— START OF RECORDS PROVIDED —

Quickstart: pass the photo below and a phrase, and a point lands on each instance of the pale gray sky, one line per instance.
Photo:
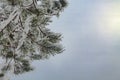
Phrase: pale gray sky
(92, 42)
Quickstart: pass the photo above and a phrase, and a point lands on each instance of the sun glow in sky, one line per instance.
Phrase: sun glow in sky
(109, 20)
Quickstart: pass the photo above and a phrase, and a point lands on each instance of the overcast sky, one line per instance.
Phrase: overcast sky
(92, 42)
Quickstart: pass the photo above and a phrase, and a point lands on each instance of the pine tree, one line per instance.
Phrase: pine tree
(24, 36)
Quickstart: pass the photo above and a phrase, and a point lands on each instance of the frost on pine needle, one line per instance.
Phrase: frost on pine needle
(24, 36)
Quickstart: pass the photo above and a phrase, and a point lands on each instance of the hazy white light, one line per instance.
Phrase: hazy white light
(109, 20)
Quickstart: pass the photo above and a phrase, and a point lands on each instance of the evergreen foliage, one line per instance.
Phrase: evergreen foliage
(24, 36)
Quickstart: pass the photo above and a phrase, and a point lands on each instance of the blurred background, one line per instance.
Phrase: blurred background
(91, 36)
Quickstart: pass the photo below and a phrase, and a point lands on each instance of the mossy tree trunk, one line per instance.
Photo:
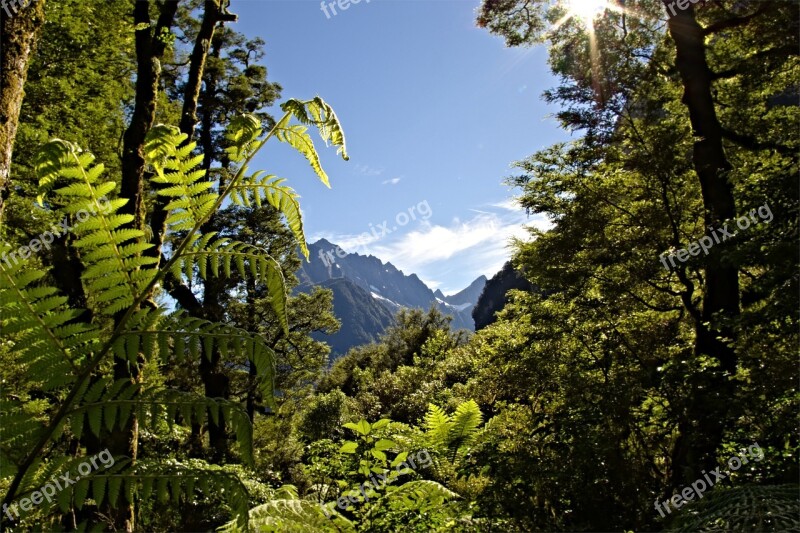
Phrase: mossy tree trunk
(17, 42)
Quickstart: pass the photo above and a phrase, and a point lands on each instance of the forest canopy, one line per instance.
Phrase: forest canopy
(162, 370)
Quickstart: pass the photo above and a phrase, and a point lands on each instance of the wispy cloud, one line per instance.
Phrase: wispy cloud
(509, 204)
(458, 251)
(366, 170)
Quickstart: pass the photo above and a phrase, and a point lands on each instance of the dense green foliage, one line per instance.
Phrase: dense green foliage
(163, 326)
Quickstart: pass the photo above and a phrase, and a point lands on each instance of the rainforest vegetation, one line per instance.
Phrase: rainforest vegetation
(148, 311)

— END OF RECORDS PROVIDED —

Copy out all of the material exactly as written, without its pictures.

Quickstart: pass the photo below and a phrase, and a point lands on each instance of the pale gray sky, one line per instance.
Photo:
Phrase: pale gray sky
(92, 42)
Quickstart: pass the photo above and a phrase, and a point lands on each instance of the sun glow in sky, one line per instance.
Phrase: sun glow in sky
(109, 20)
Quickstart: pass the photo above and a phrase, and a point lands on each instance of the overcast sky, one line per instance.
Phrase: overcast sky
(92, 42)
Quickstart: pass the photo above and a phrase, and a point lands on each instance of the pine tree, one line per instance.
Phrase: pine tree
(24, 36)
Quickstart: pass the photo above and a phrase, and a point lands on each instance of the frost on pine needle, one line per instance.
Phrase: frost on pine needle
(24, 36)
Quickstart: pass the photo above and a phrase, and a point lands on each instance of the hazy white light, one line per instance.
Phrase: hazy white light
(109, 20)
Quickstart: pass the photo above and a phrase, and a point lands on each instance of the evergreen foliage, one line per instance.
Phrase: evergreen foliage
(24, 36)
Quickstart: pass the photo above and a phrase, and a point lands on each instance of the blurred background, one line per instance.
Phrase: blurred background
(91, 36)
Quickstart: pass the photo below and a phrase, and a point lands on each instance of the mossy tree trunk, one line per instance.
Photo:
Phrase: mossy tree trunk
(17, 42)
Quickstart: pass the photo above and a phrase, and a point lands on each instance of the forest canopy, one line per instance.
Phrase: forest canopy
(162, 370)
Quickstart: pass the photo above and a phrase, and a point lands on each instance of the wispy cloud, one line per instance.
Phrase: wispy cloud
(509, 204)
(458, 251)
(366, 170)
Quickstart: pass the photo above and a phrase, and a point lands on each instance of the dense green foliage, one line per instance.
Phrase: dense green foliage
(163, 326)
Quickstart: pass the photo above and a phrase, and a point lands on each instance of the rainforest vegetation, one line per instance.
Phrase: rainforest vegetation
(148, 311)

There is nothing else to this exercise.